**WORK TO COMPLETE**
Extract each line of the records below that contains the word "weathered", treating uppercase and lowercase letters as distinct.

**PROVIDED DATA**
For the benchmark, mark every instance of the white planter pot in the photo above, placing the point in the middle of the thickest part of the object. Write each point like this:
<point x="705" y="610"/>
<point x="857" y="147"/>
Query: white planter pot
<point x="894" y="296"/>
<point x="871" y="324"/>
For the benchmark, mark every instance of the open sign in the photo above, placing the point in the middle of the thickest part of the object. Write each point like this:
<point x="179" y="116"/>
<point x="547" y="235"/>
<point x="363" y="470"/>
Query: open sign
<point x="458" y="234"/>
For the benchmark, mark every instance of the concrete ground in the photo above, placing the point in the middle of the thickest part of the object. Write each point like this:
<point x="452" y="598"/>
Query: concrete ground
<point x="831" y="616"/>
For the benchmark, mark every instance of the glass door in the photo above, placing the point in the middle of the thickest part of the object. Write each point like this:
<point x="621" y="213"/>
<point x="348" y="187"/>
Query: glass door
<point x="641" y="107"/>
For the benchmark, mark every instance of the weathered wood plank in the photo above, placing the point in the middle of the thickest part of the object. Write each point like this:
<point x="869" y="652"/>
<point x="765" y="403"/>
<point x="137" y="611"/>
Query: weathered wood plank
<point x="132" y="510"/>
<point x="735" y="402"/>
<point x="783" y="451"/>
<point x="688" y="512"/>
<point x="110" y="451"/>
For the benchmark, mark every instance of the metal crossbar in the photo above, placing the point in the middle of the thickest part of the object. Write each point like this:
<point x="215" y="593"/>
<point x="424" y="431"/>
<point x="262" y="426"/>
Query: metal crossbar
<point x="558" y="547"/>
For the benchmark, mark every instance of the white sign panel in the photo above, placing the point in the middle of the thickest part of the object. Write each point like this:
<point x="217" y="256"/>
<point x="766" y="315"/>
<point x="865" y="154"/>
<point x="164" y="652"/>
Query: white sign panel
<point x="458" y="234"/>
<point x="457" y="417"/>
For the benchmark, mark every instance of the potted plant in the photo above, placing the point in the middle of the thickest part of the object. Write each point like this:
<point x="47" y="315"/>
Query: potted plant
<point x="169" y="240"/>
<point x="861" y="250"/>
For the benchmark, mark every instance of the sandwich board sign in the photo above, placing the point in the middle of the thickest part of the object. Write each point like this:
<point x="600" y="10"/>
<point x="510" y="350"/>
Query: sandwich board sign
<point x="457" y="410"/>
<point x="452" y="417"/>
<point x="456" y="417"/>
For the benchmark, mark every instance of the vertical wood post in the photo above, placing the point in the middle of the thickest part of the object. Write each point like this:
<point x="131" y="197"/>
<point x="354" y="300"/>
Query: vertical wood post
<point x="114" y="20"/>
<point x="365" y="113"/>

...

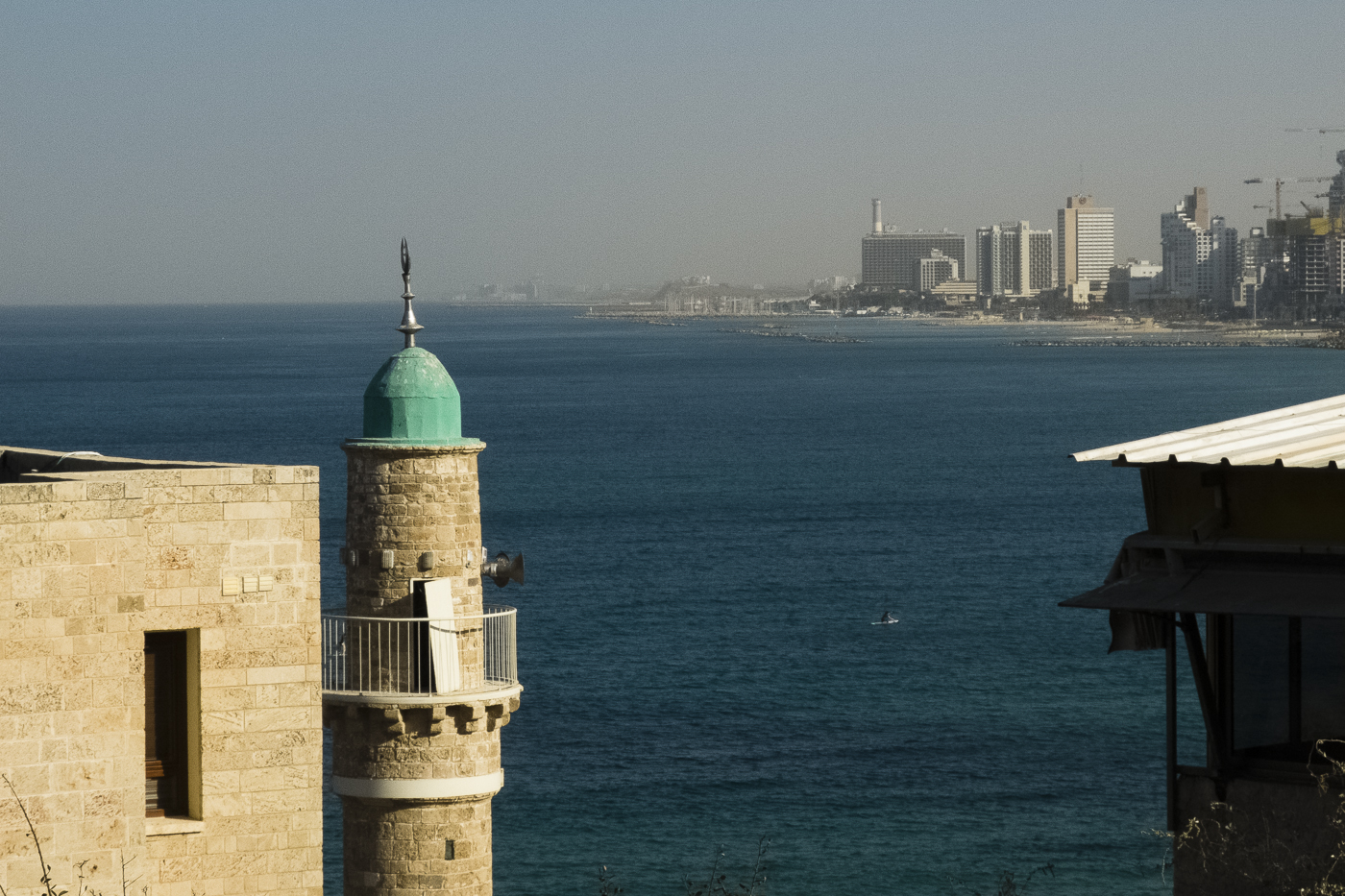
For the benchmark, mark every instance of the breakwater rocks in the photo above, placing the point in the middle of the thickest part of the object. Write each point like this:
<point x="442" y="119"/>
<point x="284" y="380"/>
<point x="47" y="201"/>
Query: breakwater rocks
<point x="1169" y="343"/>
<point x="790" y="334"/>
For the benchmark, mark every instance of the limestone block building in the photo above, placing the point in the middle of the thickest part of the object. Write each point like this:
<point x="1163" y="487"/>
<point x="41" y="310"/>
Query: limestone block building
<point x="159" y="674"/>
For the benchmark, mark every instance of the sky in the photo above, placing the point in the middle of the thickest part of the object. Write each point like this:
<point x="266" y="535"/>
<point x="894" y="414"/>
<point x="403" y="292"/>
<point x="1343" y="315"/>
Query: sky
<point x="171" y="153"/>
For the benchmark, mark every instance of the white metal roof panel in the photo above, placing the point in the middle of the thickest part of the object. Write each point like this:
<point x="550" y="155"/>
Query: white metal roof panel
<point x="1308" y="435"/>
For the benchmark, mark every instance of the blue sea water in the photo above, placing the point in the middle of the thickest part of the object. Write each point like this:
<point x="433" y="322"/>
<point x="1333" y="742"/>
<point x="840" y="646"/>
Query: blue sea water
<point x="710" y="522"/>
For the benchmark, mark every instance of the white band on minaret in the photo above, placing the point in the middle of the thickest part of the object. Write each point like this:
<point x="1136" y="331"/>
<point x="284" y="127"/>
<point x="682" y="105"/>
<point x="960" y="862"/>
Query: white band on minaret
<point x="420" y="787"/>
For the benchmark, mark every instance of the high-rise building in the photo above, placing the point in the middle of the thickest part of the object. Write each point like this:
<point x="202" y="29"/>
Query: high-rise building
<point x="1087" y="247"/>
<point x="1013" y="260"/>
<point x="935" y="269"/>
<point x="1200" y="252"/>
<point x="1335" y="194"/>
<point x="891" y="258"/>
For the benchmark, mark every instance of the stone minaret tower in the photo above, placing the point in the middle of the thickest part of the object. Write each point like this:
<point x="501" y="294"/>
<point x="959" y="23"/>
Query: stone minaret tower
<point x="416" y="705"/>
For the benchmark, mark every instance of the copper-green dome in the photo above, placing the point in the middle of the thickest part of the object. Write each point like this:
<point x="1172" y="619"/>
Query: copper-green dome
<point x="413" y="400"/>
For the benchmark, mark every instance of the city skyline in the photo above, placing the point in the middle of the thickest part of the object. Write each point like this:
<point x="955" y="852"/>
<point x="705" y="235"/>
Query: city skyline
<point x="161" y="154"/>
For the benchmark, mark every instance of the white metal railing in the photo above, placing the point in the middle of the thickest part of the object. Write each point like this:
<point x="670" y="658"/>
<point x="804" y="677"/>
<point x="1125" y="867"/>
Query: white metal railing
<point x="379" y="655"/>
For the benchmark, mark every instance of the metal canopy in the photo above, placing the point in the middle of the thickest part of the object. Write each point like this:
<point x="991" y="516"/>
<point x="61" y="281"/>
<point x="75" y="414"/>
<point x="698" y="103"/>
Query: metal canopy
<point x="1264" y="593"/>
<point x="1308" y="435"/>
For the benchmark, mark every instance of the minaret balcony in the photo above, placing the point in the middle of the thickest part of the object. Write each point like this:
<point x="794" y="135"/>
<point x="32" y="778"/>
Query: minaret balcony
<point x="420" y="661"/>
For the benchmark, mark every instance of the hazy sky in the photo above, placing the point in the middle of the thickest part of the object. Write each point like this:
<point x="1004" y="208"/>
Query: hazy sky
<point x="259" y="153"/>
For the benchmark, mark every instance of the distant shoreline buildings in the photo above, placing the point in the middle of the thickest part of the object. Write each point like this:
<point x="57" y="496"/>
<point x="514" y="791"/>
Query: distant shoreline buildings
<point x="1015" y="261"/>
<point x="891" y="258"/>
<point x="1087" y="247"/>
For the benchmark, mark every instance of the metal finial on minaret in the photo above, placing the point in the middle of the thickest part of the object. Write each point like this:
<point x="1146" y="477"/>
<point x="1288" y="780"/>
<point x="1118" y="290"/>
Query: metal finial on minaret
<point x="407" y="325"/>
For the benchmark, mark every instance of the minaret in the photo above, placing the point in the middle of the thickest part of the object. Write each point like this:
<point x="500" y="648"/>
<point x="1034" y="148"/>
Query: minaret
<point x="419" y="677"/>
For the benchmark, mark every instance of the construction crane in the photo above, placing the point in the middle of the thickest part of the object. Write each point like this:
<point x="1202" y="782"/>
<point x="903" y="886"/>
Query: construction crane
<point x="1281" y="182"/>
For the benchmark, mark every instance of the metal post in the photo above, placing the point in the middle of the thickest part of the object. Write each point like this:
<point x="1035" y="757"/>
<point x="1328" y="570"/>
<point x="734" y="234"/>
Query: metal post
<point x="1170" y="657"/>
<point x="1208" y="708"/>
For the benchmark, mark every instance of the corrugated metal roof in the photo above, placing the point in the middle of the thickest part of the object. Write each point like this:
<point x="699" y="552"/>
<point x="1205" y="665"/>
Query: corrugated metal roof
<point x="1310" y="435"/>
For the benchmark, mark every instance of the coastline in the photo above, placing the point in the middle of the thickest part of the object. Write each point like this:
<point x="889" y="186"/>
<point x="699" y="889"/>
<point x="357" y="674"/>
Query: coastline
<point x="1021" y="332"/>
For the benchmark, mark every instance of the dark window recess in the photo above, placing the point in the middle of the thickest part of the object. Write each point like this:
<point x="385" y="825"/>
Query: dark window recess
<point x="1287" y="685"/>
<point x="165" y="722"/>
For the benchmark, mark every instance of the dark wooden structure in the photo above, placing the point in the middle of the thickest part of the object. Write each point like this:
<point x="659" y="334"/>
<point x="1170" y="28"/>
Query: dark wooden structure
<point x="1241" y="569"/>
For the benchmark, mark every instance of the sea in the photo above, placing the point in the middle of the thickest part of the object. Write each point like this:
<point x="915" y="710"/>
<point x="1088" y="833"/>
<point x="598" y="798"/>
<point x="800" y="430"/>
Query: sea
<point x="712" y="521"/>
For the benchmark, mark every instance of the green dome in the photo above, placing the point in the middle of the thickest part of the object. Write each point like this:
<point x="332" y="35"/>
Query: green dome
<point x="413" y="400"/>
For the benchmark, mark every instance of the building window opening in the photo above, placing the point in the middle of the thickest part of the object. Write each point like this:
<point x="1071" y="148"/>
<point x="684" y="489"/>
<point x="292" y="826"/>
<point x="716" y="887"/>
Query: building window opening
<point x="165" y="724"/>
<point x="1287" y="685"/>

**ANSWER IN FULL**
For the benchmark, mark every instance of the weathered wood plank in the photo above, placing the point in the middle of the thickest part of the object. Write each point like this:
Query: weathered wood plank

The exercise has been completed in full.